- GOAL OF THE EXERCISE -
Pull out every line below that contains the word "great", and copy each of those lines unchanged.
## Begin
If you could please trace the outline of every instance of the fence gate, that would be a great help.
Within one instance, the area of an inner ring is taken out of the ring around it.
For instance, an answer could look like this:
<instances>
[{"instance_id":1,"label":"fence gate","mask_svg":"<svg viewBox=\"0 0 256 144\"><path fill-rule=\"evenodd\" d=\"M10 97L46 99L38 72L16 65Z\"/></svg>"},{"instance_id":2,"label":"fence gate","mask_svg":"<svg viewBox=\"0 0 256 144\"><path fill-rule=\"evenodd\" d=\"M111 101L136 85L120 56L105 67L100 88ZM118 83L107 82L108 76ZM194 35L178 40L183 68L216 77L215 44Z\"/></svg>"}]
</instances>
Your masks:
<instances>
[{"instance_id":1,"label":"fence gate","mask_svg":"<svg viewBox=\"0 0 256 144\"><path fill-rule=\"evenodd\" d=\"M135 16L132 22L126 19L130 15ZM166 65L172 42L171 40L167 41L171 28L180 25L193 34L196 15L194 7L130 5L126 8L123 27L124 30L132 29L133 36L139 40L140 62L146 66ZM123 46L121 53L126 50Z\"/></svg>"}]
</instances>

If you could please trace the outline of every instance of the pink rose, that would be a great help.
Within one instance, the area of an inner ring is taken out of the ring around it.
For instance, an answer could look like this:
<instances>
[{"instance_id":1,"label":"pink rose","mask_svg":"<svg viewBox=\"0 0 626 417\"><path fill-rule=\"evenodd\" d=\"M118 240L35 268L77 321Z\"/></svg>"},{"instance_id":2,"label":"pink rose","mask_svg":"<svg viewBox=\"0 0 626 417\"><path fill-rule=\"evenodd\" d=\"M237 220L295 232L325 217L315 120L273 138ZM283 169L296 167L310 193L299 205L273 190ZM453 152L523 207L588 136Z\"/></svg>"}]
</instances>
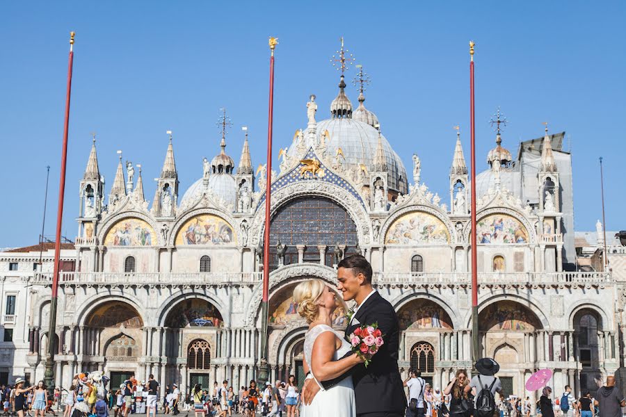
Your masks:
<instances>
[{"instance_id":1,"label":"pink rose","mask_svg":"<svg viewBox=\"0 0 626 417\"><path fill-rule=\"evenodd\" d=\"M374 338L374 336L369 334L363 338L363 343L365 343L366 345L367 345L368 346L371 346L374 343L376 343L376 339Z\"/></svg>"}]
</instances>

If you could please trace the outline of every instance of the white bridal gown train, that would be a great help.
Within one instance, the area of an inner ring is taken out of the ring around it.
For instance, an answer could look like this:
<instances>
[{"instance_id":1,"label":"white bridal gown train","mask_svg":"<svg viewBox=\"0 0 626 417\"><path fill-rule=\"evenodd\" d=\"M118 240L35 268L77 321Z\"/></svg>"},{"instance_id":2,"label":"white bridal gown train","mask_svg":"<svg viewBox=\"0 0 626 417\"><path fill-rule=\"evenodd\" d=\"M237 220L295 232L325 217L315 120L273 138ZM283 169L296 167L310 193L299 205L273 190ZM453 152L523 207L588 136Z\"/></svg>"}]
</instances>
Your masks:
<instances>
[{"instance_id":1,"label":"white bridal gown train","mask_svg":"<svg viewBox=\"0 0 626 417\"><path fill-rule=\"evenodd\" d=\"M313 343L317 336L324 332L332 332L342 341L342 347L335 352L333 360L337 360L350 351L350 344L343 336L326 325L317 325L305 336L304 354L305 359L311 367L311 356L313 352ZM311 374L313 373L312 372ZM308 378L313 376L309 374ZM356 403L354 400L354 387L352 385L352 377L346 377L332 388L320 391L313 398L310 405L303 404L300 417L318 417L321 416L333 416L333 417L355 417Z\"/></svg>"}]
</instances>

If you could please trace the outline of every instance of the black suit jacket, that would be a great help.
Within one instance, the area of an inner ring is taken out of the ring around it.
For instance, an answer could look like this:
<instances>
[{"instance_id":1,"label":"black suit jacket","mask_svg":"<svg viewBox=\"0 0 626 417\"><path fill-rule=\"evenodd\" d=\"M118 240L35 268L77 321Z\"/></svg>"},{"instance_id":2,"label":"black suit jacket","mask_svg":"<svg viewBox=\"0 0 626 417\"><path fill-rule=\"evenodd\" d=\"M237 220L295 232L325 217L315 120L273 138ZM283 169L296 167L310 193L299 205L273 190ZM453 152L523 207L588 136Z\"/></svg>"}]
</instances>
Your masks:
<instances>
[{"instance_id":1,"label":"black suit jacket","mask_svg":"<svg viewBox=\"0 0 626 417\"><path fill-rule=\"evenodd\" d=\"M355 324L355 320L360 324ZM325 389L352 376L357 414L364 413L401 413L406 408L406 396L398 370L400 325L393 306L378 291L359 307L346 328L346 338L360 326L378 324L385 344L374 355L367 368L364 363L354 366L343 375L321 384ZM346 354L352 354L349 352Z\"/></svg>"}]
</instances>

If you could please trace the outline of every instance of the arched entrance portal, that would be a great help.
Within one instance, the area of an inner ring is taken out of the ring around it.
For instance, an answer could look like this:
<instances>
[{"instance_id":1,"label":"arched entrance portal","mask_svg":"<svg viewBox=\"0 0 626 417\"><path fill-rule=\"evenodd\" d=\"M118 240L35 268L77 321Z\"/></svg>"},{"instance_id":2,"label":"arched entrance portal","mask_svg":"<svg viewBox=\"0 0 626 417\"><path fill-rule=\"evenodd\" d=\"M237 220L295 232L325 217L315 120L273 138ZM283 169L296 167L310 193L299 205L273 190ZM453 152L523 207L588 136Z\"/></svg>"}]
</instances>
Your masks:
<instances>
[{"instance_id":1,"label":"arched entrance portal","mask_svg":"<svg viewBox=\"0 0 626 417\"><path fill-rule=\"evenodd\" d=\"M161 370L161 379L179 381L187 391L195 384L208 390L214 381L231 381L231 375L223 375L221 368L222 373L218 375L212 363L213 358L220 356L223 327L219 310L206 300L188 298L175 305L165 319L167 363Z\"/></svg>"},{"instance_id":2,"label":"arched entrance portal","mask_svg":"<svg viewBox=\"0 0 626 417\"><path fill-rule=\"evenodd\" d=\"M498 377L505 397L524 392L530 370L539 360L536 346L543 343L543 334L537 331L542 328L530 309L514 301L494 302L479 314L483 354L500 364Z\"/></svg>"},{"instance_id":3,"label":"arched entrance portal","mask_svg":"<svg viewBox=\"0 0 626 417\"><path fill-rule=\"evenodd\" d=\"M111 386L119 386L131 375L143 377L145 370L138 364L145 346L143 327L143 320L129 304L111 301L99 305L85 320L79 349L87 361L78 371L104 370Z\"/></svg>"}]
</instances>

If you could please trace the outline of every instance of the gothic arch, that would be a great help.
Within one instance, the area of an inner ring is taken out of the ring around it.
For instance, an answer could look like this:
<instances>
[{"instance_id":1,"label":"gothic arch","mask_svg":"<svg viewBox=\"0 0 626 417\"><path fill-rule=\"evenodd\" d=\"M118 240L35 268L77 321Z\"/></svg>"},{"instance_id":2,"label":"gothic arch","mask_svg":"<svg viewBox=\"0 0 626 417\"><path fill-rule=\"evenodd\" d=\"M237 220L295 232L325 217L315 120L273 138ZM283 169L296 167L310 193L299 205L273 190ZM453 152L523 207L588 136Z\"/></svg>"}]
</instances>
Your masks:
<instances>
[{"instance_id":1,"label":"gothic arch","mask_svg":"<svg viewBox=\"0 0 626 417\"><path fill-rule=\"evenodd\" d=\"M451 324L454 329L460 329L463 327L463 322L461 321L459 315L457 314L456 311L444 300L431 293L410 293L409 294L403 294L392 300L391 304L394 306L394 310L398 312L404 306L417 300L426 300L430 301L443 309L444 311L446 312L450 318L450 320L452 321Z\"/></svg>"},{"instance_id":2,"label":"gothic arch","mask_svg":"<svg viewBox=\"0 0 626 417\"><path fill-rule=\"evenodd\" d=\"M139 302L136 298L128 295L127 294L124 294L123 295L118 295L110 293L108 294L106 297L102 297L95 301L88 299L83 302L83 304L81 304L76 309L76 313L74 314L74 322L76 322L79 326L86 325L87 324L87 318L90 317L92 313L98 309L98 307L103 304L116 301L127 304L134 309L134 310L138 314L139 318L141 319L143 325L149 326L151 325L150 321L146 320L146 318L147 318L147 315L146 314L145 311L140 306L141 305L141 302Z\"/></svg>"},{"instance_id":3,"label":"gothic arch","mask_svg":"<svg viewBox=\"0 0 626 417\"><path fill-rule=\"evenodd\" d=\"M161 304L159 309L156 310L155 314L156 320L154 321L157 323L158 327L165 326L165 322L168 316L179 303L186 300L194 299L202 300L211 304L222 316L224 327L230 327L230 316L229 314L224 314L225 311L228 311L226 306L220 302L216 297L214 297L211 294L201 293L178 293L168 297Z\"/></svg>"},{"instance_id":4,"label":"gothic arch","mask_svg":"<svg viewBox=\"0 0 626 417\"><path fill-rule=\"evenodd\" d=\"M239 237L239 234L237 229L235 228L235 225L238 225L239 222L235 221L230 213L216 208L192 208L189 211L187 211L184 215L181 215L176 219L176 221L174 222L173 224L172 224L172 227L169 231L167 240L167 245L175 246L176 237L178 236L178 234L180 233L183 225L190 219L192 219L198 215L202 215L203 214L211 215L220 218L223 220L224 220L224 222L227 223L228 225L230 226L230 228L232 229L234 241L233 246L234 246L235 243L236 245L239 245L239 242L237 238Z\"/></svg>"},{"instance_id":5,"label":"gothic arch","mask_svg":"<svg viewBox=\"0 0 626 417\"><path fill-rule=\"evenodd\" d=\"M328 284L337 286L337 271L330 267L315 263L295 263L283 266L270 273L270 298L283 287L309 279L319 278ZM254 326L261 309L263 284L257 284L248 303L246 325Z\"/></svg>"},{"instance_id":6,"label":"gothic arch","mask_svg":"<svg viewBox=\"0 0 626 417\"><path fill-rule=\"evenodd\" d=\"M406 214L414 212L430 214L431 215L437 218L438 220L444 224L448 231L449 241L446 243L447 246L456 242L456 231L454 229L452 222L450 221L449 218L448 218L446 213L444 213L440 209L435 207L422 204L414 204L398 208L395 211L392 211L390 213L389 216L385 219L380 227L380 232L378 234L376 243L384 245L387 232L389 231L389 229L394 224L395 221Z\"/></svg>"},{"instance_id":7,"label":"gothic arch","mask_svg":"<svg viewBox=\"0 0 626 417\"><path fill-rule=\"evenodd\" d=\"M371 243L371 224L362 202L350 192L335 184L319 181L300 181L291 183L272 194L271 215L287 202L304 197L319 197L330 199L345 209L357 227L360 245ZM259 207L252 219L250 241L252 246L259 246L265 228L265 206Z\"/></svg>"}]
</instances>

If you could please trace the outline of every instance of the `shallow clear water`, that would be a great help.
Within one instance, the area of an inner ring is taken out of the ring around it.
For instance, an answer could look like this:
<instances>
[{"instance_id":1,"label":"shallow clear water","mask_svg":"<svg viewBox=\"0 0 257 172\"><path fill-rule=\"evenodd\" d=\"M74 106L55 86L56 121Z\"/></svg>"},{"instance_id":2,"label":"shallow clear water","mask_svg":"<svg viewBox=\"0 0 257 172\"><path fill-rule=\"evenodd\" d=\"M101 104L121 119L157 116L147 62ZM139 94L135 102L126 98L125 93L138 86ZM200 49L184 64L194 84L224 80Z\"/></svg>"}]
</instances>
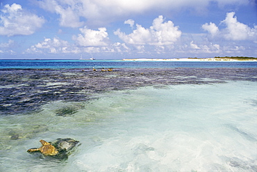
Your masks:
<instances>
[{"instance_id":1,"label":"shallow clear water","mask_svg":"<svg viewBox=\"0 0 257 172\"><path fill-rule=\"evenodd\" d=\"M0 60L0 69L257 67L257 62L131 62L121 60Z\"/></svg>"},{"instance_id":2,"label":"shallow clear water","mask_svg":"<svg viewBox=\"0 0 257 172\"><path fill-rule=\"evenodd\" d=\"M0 171L256 171L256 86L146 87L1 117ZM67 160L26 153L59 137L81 143Z\"/></svg>"}]
</instances>

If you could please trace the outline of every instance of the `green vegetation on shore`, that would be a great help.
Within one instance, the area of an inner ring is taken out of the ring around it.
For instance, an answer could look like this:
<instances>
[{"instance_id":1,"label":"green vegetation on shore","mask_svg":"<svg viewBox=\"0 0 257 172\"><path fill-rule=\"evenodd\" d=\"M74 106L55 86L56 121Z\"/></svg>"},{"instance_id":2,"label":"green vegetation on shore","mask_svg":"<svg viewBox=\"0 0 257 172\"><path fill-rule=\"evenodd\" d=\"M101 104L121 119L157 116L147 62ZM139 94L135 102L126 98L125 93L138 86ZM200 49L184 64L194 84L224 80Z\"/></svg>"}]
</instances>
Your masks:
<instances>
[{"instance_id":1,"label":"green vegetation on shore","mask_svg":"<svg viewBox=\"0 0 257 172\"><path fill-rule=\"evenodd\" d=\"M256 58L252 58L252 57L215 57L214 58L216 59L231 59L231 60L257 60Z\"/></svg>"}]
</instances>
## End
- RESPONSE -
If you could please trace the outline of every instance of the fence gate, that would be a great help.
If you could please trace the outline of every instance of the pink rose, that would be a great help.
If you could please trace the outline of every instance of the white bridal gown train, that would be a great help.
If you could please trace the outline of every instance of the black suit jacket, that would be a great help.
If you could please trace the outline of every instance of the arched entrance portal, that would be a great help.
If you could please trace the outline of every instance of the gothic arch, that would be a great help.
If you could please trace the outline of every instance of the `shallow clear water`, that would be a great help.
If you could please trace the outline of every instance of the `green vegetation on shore`, that would be a great help.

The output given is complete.